[作業内容]:
以下の団信と住宅ローンに関する会話文を、一字も変えずに全文書き写してください。

[提供テキスト]:
団信(団体信用生命保険)に加入できない恐れが高まるからですね。
ダンシン……って何でしたっけ?
団信(団体信用生命保険)とは、住宅ローンの契約者が、病気や不慮の事故で亡くなってしまった、病気になって寝たきりになってしまった……など、万が一の事態に陥ってしまったときに、住宅ローンの返済が免除されるという保険です。住宅ローンを組む際には、原則として「団信」への加入が必須です。
なるほど、それはありがたいですね。
しかし一般的な生命保険と同じで、健康状態が悪かったり、過去に大きな病気をしていたりすると、加入が認められないことがあります。50歳を過ぎた頃から、あちこち悪いところが出てくるものです。
私は大丈夫です。週1回はジムに通って健康に気をつかっていますから!私の腹筋見てみます?
い、いえ。結構です……。 腹筋と健康は、あまり関係ないと思いますが……。
そうか、残念だなぁ~。意外といい体してるんですよ。 ちなみに、団信未加入でも組める住宅ローンはないんですか?
フラット35は団信に加入していなくても利用できます。ただし、団信に加入していないと、返済中に万が一亡くなってしまった場合、住宅ローンという大きな債務をそのままご家族に残すということになります。ですから、団信なしで住宅ローンを組むことは、私はあまりおすすめしていません。
たしかに、家族のことを考えると……。でも私は鍛えてますから!
「万が一のときには、加入済みの生命保険でカバーできる」という方であれば、団信なしの住宅ローンを検討してもいいと思います。また、資産状況や生命保険の加入状況によっては、原則、団信の加入を条件としている金融機関でも、個別相談で住宅ローンを組める場合もあります。
特例もあるわけですね。
はい。あと、40歳を過ぎたら「完済時年齢」にも注意が必要になります。

[確認用データ]:
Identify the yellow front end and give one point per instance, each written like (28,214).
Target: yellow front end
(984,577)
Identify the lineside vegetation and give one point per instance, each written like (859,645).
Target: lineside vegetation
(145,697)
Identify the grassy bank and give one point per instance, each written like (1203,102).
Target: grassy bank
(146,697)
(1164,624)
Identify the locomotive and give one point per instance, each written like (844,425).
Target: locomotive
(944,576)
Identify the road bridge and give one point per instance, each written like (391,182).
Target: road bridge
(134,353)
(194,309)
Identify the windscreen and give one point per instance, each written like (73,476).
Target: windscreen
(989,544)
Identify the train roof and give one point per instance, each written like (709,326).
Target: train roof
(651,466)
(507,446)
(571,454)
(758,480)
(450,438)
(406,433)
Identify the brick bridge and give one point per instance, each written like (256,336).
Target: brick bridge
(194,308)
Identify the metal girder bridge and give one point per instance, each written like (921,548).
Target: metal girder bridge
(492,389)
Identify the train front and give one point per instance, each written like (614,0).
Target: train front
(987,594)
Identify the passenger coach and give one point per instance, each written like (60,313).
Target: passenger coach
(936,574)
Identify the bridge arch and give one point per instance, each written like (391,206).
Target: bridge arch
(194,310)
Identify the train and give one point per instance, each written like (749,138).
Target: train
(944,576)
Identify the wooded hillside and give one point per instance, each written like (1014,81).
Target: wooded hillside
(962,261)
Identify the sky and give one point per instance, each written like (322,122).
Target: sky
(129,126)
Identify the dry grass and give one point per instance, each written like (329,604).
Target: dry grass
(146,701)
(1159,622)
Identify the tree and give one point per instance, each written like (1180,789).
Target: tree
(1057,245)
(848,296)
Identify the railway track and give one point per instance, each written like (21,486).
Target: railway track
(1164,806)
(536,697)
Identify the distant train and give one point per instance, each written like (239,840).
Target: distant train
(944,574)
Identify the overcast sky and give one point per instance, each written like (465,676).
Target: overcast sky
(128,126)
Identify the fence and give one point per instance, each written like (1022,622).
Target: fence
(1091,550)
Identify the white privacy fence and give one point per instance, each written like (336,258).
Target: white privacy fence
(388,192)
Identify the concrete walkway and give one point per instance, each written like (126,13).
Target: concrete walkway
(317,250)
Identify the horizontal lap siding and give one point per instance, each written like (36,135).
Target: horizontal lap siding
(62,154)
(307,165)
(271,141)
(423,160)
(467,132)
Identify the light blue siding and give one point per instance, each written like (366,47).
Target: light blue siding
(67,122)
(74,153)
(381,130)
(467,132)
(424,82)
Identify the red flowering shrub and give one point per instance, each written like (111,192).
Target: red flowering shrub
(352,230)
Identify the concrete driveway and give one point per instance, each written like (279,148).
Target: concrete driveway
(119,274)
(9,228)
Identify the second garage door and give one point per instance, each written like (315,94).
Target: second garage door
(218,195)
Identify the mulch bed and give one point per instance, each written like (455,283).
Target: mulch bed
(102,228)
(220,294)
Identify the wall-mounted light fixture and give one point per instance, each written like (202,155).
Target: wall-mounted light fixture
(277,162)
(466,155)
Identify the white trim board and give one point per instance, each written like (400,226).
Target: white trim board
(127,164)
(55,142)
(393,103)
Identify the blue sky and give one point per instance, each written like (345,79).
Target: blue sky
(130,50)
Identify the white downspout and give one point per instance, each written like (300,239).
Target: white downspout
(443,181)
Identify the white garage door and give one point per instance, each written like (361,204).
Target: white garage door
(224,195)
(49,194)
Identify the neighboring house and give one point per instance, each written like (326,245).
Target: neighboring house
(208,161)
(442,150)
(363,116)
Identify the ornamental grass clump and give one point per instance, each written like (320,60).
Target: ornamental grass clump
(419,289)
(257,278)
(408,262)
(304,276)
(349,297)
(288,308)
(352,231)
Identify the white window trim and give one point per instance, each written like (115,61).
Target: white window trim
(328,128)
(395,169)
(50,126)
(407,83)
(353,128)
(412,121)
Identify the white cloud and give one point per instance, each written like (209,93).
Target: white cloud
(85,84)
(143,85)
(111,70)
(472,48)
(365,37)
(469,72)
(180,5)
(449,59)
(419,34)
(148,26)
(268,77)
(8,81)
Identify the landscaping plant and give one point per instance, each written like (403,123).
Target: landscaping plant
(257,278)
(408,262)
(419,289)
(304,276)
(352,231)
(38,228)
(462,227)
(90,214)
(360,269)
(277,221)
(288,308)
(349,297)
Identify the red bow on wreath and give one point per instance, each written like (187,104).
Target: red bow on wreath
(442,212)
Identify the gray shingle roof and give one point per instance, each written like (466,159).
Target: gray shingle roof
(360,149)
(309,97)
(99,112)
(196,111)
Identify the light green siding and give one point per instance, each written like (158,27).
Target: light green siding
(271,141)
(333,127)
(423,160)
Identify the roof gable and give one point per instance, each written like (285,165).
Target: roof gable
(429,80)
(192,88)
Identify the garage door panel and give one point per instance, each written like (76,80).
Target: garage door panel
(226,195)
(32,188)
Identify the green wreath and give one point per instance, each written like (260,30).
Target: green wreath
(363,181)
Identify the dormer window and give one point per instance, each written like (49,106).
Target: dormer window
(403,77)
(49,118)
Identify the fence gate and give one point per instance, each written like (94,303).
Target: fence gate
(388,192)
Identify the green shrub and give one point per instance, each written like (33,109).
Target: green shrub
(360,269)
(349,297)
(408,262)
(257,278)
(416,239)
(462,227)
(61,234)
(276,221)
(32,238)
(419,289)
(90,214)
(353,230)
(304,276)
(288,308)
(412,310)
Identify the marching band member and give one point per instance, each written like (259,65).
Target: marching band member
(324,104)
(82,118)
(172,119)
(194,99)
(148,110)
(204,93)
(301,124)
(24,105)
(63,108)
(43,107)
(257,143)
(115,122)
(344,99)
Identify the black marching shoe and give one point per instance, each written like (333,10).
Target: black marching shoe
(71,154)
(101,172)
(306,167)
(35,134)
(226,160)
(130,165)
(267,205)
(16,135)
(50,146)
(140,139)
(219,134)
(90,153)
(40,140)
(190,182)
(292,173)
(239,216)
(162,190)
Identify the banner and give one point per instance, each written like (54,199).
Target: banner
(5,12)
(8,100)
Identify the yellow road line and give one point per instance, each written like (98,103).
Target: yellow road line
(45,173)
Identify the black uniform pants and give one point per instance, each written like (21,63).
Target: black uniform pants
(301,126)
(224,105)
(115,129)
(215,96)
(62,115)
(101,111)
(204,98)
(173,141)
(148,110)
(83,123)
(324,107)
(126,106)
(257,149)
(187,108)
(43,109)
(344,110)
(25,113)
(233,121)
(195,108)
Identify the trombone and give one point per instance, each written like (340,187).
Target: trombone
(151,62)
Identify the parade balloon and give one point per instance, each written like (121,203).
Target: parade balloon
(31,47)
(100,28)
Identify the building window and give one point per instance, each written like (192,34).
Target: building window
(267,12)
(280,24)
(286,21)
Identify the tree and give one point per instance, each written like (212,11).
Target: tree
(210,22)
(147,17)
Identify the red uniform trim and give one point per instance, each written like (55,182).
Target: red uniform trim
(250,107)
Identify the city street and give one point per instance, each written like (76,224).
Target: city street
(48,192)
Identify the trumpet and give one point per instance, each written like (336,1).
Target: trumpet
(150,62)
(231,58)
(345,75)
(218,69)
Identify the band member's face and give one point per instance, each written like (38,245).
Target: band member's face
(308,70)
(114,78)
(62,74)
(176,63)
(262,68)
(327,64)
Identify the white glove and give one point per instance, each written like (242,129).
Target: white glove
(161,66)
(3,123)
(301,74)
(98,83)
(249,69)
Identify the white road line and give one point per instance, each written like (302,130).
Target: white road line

[この課題の解答]:
団信(団体信用生命保険)に加入できない恐れが高まるからですね。
ダンシン……って何でしたっけ?
団信(団体信用生命保険)とは、住宅ローンの契約者が、病気や不慮の事故で亡くなってしまった、病気になって寝たきりになってしまった……など、万が一の事態に陥ってしまったときに、住宅ローンの返済が免除されるという保険です。住宅ローンを組む際には、原則として「団信」への加入が必須です。
なるほど、それはありがたいですね。
しかし一般的な生命保険と同じで、健康状態が悪かったり、過去に大きな病気をしていたりすると、加入が認められないことがあります。50歳を過ぎた頃から、あちこち悪いところが出てくるものです。
私は大丈夫です。週1回はジムに通って健康に気をつかっていますから!私の腹筋見てみます?
い、いえ。結構です……。 腹筋と健康は、あまり関係ないと思いますが……。
そうか、残念だなぁ~。意外といい体してるんですよ。 ちなみに、団信未加入でも組める住宅ローンはないんですか?
フラット35は団信に加入していなくても利用できます。ただし、団信に加入していないと、返済中に万が一亡くなってしまった場合、住宅ローンという大きな債務をそのままご家族に残すということになります。ですから、団信なしで住宅ローンを組むことは、私はあまりおすすめしていません。
たしかに、家族のことを考えると……。でも私は鍛えてますから!
「万が一のときには、加入済みの生命保険でカバーできる」という方であれば、団信なしの住宅ローンを検討してもいいと思います。また、資産状況や生命保険の加入状況によっては、原則、団信の加入を条件としている金融機関でも、個別相談で住宅ローンを組める場合もあります。
特例もあるわけですね。
はい。あと、40歳を過ぎたら「完済時年齢」にも注意が必要になります。